Set exercise.
Recast every line of the data below as a numbered list, one line per item. Omit any blank lines.

Point annotation records.
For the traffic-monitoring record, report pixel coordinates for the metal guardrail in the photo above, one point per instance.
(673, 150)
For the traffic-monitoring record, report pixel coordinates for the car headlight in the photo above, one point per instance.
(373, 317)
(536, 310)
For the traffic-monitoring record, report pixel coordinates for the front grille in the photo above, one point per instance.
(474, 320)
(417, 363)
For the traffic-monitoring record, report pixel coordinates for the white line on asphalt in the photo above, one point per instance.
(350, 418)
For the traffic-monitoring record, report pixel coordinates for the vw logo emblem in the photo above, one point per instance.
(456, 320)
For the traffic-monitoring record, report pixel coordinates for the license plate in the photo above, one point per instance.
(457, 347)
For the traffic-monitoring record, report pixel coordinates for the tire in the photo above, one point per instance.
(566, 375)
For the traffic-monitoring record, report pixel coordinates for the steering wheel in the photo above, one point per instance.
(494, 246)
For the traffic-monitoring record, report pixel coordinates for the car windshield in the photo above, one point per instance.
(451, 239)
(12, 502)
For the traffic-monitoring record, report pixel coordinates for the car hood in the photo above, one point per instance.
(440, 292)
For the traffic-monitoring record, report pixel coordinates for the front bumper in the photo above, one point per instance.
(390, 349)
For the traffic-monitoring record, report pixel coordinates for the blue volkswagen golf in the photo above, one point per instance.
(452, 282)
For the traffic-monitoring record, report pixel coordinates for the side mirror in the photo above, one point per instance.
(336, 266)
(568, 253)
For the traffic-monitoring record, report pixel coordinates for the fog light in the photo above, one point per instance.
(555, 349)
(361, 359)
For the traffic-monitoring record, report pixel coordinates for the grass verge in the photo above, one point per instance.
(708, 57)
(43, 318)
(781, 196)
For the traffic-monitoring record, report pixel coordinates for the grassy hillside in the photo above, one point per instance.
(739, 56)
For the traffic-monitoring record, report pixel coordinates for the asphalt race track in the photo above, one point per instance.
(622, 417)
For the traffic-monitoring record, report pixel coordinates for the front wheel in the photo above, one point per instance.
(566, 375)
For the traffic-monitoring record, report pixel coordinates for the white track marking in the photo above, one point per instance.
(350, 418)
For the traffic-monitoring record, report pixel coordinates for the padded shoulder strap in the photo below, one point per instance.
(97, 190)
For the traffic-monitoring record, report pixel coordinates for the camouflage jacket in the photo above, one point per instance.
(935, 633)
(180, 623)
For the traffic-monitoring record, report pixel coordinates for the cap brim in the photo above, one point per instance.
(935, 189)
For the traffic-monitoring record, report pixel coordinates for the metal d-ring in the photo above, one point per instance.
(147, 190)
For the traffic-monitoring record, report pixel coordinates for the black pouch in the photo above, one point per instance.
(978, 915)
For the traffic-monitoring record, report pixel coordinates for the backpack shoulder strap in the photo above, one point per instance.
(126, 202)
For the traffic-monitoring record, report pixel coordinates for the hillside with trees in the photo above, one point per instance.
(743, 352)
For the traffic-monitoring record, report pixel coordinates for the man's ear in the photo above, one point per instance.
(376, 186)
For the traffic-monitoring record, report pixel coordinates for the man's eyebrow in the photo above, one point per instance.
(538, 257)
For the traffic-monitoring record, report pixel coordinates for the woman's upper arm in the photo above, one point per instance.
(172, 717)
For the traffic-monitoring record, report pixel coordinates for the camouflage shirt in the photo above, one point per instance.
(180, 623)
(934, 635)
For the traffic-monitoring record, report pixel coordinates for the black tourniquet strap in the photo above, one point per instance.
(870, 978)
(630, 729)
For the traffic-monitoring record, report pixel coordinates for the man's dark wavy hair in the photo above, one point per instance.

Final answer.
1. For the traffic-monitoring record, report pixel coordinates for the metal guardrail in the photo above, one point per instance.
2. (673, 150)
3. For the traffic-monitoring record, report pixel coordinates for the car headlight in the photo above, one point per instance.
4. (373, 317)
5. (536, 310)
6. For the traffic-monitoring record, report pixel coordinates for the front grille in the photo above, one point per instance.
7. (474, 320)
8. (417, 363)
9. For the traffic-monitoring record, report pixel coordinates for the white line on asphalt in the photo above, one point per instance.
10. (350, 418)
11. For the traffic-monitoring record, report pixel coordinates for the vw logo emblem in the photo above, one point per instance.
12. (456, 320)
13. For the traffic-monitoring record, report pixel coordinates for the license plate in the photo above, one point per instance.
14. (457, 347)
15. For the traffic-monitoring record, report pixel coordinates for the tire in the photo above, one point per instance.
16. (566, 375)
17. For the traffic-monitoring record, report pixel coordinates for the steering wheel in the photo above, one point per instance.
18. (494, 246)
19. For the traffic-monitoring record, report pixel coordinates for the car windshield in the photo above, one point per instance.
20. (451, 239)
21. (12, 502)
22. For the traffic-monitoring record, report pixel coordinates for the car hood in the photo above, one point per instance.
23. (440, 292)
24. For the traffic-monitoring record, report pixel coordinates for the front bumper in the photo above, one point per instance.
25. (390, 349)
26. For the traffic-monitoring record, report pixel coordinates for the blue volkswagen golf in the photo above, one point per instance.
27. (452, 282)
28. For the traffic-monitoring record, report pixel coordinates for the side mirror in the photo above, one point per instance.
29. (336, 266)
30. (568, 253)
31. For the traffic-monitoring record, report pixel coordinates for the fog light in the photo above, one point per instance.
32. (555, 349)
33. (361, 359)
34. For the traffic-monitoring record, report pixel coordinates for the grass verge in the photo above, one point per instance.
35. (708, 57)
36. (43, 318)
37. (781, 196)
38. For the traffic-monitoring record, report pixel coordinates for the grassy hillside in the photo above, one point per instance.
39. (739, 56)
40. For the traffic-monitoring record, report pixel coordinates for the asphalt race track in the photo above, one point per instance.
41. (622, 417)
42. For the traffic-monitoring record, report pixel coordinates for the front wheel in the photo above, one point per instance.
43. (566, 375)
44. For the traffic-monitoring record, report pixel coordinates for the white track marking in the photo above, one point per instance.
45. (350, 418)
46. For the traffic-monitoring record, report pixel coordinates for the padded shoulder strap in the photo below, one point per instance.
47. (97, 190)
48. For the traffic-monitoring record, report pixel coordinates for the camouflage jacket in the photo above, one point per instance.
49. (935, 633)
50. (180, 623)
51. For the traffic-monitoring record, report pixel coordinates for the cap brim in the photo above, one point per instance.
52. (935, 189)
53. For the traffic-monitoring record, report pixel coordinates for the metal d-ring in the photo above, one point per instance.
54. (147, 190)
55. For the traffic-monitoring record, report pixel coordinates for the black pouch in the photo above, one point per instance.
56. (978, 915)
57. For the traffic-monitoring record, report pixel coordinates for the backpack shoulder strap in the photo above, one point per instance.
58. (126, 202)
59. For the traffic-monitoring record, report pixel coordinates for the hillside with trees in the photo above, one point per instance.
60. (743, 352)
61. For the traffic-monitoring record, report pixel coordinates for the man's ear in the photo above, one point per instance.
62. (376, 186)
63. For the traffic-monitoring record, report pixel coordinates for the man's eyebrow in the photo above, one point per instance.
64. (538, 257)
65. For the traffic-monitoring record, report pixel coordinates for the woman's upper arm in the photo above, one point per instance.
66. (172, 717)
67. For the traffic-monitoring record, report pixel coordinates for the camouflage shirt in the photo above, one point per instance.
68. (180, 623)
69. (934, 635)
70. For the traffic-monitoring record, report pixel coordinates for the black tourniquet strap in the photo above, one point per instance.
71. (870, 978)
72. (630, 729)
73. For the traffic-monitoring record, report pixel coordinates for the man's dark wavy hair in the photo above, one point per instance.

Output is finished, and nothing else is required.